··· EXERCISE INPUTS
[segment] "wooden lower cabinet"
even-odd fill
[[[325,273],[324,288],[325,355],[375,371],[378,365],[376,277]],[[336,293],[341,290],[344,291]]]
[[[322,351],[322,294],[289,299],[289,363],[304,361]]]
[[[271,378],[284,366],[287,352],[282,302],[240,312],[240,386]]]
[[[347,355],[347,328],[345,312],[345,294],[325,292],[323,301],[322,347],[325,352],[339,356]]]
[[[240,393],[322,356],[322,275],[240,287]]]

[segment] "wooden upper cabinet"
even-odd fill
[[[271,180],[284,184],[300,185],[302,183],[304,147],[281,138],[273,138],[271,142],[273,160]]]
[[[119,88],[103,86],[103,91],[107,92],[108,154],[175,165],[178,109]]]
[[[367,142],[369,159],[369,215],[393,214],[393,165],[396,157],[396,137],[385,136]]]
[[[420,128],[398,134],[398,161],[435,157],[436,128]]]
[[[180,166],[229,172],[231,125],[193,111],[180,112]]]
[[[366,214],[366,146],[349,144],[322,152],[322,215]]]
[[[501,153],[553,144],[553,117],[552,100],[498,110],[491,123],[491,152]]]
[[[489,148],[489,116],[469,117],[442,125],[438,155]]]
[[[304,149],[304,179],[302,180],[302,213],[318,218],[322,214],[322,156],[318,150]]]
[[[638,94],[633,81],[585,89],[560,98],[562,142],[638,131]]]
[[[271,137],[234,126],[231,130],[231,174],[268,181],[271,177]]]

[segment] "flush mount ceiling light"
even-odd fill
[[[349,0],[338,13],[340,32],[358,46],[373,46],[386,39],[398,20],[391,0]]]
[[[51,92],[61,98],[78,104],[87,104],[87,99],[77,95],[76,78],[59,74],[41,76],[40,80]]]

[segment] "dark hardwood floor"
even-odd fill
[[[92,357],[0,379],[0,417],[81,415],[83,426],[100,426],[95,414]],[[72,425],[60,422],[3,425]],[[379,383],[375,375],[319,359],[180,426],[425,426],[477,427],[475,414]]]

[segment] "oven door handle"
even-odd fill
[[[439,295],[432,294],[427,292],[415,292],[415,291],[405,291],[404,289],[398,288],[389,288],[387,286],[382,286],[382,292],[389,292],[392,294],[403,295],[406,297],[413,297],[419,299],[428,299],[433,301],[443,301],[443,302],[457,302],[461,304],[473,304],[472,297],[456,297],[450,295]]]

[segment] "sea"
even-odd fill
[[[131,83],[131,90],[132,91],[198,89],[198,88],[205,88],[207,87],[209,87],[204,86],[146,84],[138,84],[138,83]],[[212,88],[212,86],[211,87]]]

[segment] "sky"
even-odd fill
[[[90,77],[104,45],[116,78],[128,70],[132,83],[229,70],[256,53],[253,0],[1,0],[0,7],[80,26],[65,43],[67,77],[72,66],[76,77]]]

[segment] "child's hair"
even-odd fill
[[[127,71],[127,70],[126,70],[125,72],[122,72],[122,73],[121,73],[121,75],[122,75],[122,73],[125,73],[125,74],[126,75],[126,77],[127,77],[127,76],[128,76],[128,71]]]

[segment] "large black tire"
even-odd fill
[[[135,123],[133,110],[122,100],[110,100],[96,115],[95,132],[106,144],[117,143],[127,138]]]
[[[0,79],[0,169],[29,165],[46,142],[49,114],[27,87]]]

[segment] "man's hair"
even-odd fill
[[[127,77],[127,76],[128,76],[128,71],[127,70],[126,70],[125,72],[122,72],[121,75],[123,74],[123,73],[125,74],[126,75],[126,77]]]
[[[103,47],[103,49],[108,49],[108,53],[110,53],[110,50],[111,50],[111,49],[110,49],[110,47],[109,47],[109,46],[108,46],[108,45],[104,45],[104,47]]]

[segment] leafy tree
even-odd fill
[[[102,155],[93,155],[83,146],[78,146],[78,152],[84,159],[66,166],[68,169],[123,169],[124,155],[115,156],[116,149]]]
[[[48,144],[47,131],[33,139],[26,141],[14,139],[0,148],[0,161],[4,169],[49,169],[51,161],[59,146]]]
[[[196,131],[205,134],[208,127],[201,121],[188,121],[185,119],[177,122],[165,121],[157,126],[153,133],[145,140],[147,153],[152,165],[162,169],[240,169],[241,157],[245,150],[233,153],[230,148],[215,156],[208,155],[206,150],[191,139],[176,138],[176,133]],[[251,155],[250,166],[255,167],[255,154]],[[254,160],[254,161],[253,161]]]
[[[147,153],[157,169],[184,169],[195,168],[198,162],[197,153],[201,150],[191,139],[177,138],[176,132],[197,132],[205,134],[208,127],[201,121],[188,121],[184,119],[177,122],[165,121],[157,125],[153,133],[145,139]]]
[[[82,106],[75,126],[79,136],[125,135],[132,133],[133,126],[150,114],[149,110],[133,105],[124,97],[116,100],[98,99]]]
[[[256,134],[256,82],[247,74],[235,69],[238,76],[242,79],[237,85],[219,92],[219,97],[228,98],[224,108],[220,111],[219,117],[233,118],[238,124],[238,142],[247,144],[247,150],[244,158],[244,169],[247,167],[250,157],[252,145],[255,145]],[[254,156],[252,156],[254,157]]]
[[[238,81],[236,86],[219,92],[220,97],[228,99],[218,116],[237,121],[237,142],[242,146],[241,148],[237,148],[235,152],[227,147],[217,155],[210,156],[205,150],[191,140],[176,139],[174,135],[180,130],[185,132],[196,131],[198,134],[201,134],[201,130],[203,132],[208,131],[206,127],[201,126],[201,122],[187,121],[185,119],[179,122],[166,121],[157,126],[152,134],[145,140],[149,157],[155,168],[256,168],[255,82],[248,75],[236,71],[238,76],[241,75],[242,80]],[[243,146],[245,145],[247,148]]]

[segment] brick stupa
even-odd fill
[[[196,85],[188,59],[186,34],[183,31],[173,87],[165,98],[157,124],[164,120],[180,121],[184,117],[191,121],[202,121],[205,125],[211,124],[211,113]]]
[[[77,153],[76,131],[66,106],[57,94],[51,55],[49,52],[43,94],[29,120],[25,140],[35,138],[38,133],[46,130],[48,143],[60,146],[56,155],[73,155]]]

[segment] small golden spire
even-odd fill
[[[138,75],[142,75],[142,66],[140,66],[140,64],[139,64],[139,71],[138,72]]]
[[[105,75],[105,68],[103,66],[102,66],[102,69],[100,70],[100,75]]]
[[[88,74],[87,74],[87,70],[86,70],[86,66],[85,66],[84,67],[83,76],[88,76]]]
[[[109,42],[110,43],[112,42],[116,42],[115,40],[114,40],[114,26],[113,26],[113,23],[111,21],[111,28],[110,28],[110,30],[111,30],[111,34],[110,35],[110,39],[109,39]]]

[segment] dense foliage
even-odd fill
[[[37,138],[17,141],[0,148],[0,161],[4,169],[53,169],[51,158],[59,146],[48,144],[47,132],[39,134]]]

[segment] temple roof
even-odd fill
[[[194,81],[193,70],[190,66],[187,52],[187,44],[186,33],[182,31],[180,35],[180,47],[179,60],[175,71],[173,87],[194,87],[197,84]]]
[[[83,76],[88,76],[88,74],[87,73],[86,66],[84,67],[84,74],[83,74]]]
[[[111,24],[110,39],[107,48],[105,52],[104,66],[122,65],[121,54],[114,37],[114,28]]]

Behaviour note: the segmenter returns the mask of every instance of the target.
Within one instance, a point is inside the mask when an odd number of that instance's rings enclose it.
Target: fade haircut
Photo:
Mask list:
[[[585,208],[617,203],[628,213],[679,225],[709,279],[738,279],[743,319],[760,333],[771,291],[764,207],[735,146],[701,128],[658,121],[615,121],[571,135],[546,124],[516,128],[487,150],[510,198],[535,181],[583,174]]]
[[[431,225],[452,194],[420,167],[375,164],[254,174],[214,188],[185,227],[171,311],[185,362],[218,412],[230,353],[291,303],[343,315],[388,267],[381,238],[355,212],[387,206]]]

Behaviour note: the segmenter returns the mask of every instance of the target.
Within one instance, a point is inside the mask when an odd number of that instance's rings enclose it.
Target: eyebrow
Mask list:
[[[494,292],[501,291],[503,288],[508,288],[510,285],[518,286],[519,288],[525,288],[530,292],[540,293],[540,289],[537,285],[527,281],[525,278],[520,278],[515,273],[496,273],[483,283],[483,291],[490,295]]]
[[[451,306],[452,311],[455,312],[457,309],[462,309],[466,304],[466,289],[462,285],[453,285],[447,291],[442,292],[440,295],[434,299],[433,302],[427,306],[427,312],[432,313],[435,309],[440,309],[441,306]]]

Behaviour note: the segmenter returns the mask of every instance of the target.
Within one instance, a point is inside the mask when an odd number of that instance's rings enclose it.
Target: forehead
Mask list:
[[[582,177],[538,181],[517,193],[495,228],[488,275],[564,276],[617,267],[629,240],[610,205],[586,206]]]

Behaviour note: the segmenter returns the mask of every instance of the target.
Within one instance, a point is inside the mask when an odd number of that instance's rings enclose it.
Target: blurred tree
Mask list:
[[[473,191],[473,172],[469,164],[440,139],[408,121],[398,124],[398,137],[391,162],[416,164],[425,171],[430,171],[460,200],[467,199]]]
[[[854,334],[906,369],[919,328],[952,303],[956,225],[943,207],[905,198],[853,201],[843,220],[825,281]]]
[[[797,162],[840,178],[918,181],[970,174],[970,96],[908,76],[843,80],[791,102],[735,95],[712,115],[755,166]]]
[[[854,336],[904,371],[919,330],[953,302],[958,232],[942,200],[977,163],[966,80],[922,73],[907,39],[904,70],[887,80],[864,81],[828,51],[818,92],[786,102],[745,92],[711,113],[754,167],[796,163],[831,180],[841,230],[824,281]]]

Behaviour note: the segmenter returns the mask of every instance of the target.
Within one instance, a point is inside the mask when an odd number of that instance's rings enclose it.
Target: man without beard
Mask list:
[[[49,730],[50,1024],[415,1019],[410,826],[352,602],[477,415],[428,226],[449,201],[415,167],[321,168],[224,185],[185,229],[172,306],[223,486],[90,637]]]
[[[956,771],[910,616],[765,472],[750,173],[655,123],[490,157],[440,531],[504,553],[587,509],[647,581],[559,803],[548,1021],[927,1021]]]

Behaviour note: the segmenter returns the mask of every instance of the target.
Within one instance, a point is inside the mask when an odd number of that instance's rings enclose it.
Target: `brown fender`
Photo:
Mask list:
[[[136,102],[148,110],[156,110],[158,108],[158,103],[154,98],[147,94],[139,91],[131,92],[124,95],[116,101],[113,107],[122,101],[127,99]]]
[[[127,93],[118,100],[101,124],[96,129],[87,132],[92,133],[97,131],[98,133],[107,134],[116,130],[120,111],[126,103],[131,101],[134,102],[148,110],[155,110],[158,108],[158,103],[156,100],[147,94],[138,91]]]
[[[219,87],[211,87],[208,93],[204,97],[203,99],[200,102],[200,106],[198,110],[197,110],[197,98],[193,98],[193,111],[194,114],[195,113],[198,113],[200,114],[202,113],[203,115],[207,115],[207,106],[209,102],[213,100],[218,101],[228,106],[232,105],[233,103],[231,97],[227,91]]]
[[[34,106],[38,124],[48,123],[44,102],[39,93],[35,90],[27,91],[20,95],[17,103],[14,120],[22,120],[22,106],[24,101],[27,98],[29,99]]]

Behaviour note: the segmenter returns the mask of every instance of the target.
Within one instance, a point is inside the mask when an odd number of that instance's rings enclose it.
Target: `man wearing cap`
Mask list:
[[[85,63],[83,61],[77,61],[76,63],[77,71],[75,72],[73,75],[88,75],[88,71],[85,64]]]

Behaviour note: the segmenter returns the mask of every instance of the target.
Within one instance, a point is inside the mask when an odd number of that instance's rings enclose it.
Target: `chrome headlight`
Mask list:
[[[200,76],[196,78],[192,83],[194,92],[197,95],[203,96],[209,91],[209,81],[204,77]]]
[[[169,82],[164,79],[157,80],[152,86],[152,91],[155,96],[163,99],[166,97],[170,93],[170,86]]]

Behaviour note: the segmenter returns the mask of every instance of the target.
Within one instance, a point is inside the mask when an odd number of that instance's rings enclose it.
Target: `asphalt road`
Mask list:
······
## SHORT TASK
Locate every line of the entries that contains the string "cabinet", and copy each such line.

## SOLUTION BELOW
[segment] "wooden lower cabinet"
[segment] "wooden upper cabinet"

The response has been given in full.